• **Liste des tâches**
1. Pour chacune des affirmations (a), (b) et (c), indiquez si elle concorde avec le texte sur la propriété collective en répondant par oui ou non et en citant mot pour mot les termes du texte qui tranchent la question.
(a) Selon les lignes citées de Murat, les sociétés de résistance deviendraient des sociétés de producteurs libres, propriétaires de leur outillage.
(b) L'aliénation du sol et des capitaux entre les mains de quelques-uns y est présentée comme un droit naturel.
(c) Les mutuellistes y sont décrits comme acceptant le nom de propriété collective.
2. Reproduisez le passage du texte sur la propriété collective en commençant à « Comment, mon cher » et en terminant à « repoussant le nom. », et remplacez-y « capitalistes » par « possédants ».

J'admets en plein ces principes, aussitôt qu'on aura défini ce qu'on appelle les droits naturels de l'individu. Et si vous me dites que ces droits sont ceux de vivre en travaillant, et d'exercer librement toutes ses facultés, mais que l’aliénation du sol et des capitaux entre les mains de quelques-uns ne saurait constituer un droit naturel, et que vous convenez avec nous que c'est un privilège et une exploitation, — si c'est là le sens de vos considérants, nous sommes d'accord. Nous sommes d'accord, dis-je, parce que les principes que je viens d'énoncer ne sont autre chose que les principes collectivistes.

Et je trouve dans vos paroles mêmes la preuve que, sans vous en douter peut-être, vous pensez comme nous. En effet, de la question de la propriété, vous passez à celle des sociétés de résistance, et, après avoir expliqué les principes qui doivent présider à leur formation et à leur fédération, vous écrivez ces lignes, que tous les collectivistes signeraient des deux mains :

« On comprend facilement qu'avec une pareille organisation, les sociétés de résistance se transformeraient bientôt en sociétés de producteurs libres, propriétaires de leur outillage, et, par conséquent, de leurs produits, dont elles se garantiraient l'échange, — soit en exigeant des détenteurs actuels une part dans les bénéfices de leurs entreprises par la participation directe et effective, soit en rachetant par voie d'annuités tous les instruments de travail ; soit, si ces modes n'étaient pas acceptés, en expropriant purement et simplement les capitalistes. »

Comment, mon cher Murat ! vous voulez que l'outillage soit la propriété, non plus des capitalistes isolés, mais des associations de producteurs ! vous allez jusqu'à proposer d'exproprier purement et simplement les capitalistes ! Est-ce là ce que vous appelez les droits absolus de l'individu ? Voilà donc comment vous entendez protéger ces pauvres propriétaires contre la spoliation ? Ah ! vraiment, c'est une mauvaise plaisanterie que de s'appeler mutuellistes, de rejeter avec indignation la propriété collective, et de réclamer la chose en repoussant le nom.

Entrées de données enregistrées
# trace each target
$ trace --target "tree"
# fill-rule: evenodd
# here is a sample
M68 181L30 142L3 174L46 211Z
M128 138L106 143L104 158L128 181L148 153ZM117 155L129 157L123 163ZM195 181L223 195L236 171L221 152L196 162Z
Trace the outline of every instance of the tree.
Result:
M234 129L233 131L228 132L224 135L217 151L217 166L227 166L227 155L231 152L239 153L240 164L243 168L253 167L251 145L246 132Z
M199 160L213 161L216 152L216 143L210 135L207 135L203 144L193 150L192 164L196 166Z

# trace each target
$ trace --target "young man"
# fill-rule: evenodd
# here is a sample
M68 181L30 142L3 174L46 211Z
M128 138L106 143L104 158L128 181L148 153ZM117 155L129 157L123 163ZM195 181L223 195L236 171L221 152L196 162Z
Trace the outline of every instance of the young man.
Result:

• **Réponses par tâche**
1.
(a) Oui : « les sociétés de résistance se transformeraient bientôt en sociétés de producteurs libres, propriétaires de leur outillage ».
(b) Non : « ne saurait constituer un droit naturel ».
(c) Non : « de rejeter avec indignation la propriété collective, et de réclamer la chose en repoussant le nom ».

2.
Comment, mon cher Murat ! vous voulez que l'outillage soit la propriété, non plus des possédants isolés, mais des associations de producteurs ! vous allez jusqu'à proposer d'exproprier purement et simplement les possédants ! Est-ce là ce que vous appelez les droits absolus de l'individu ? Voilà donc comment vous entendez protéger ces pauvres propriétaires contre la spoliation ? Ah ! vraiment, c'est une mauvaise plaisanterie que de s'appeler mutuellistes, de rejeter avec indignation la propriété collective, et de réclamer la chose en repoussant le nom.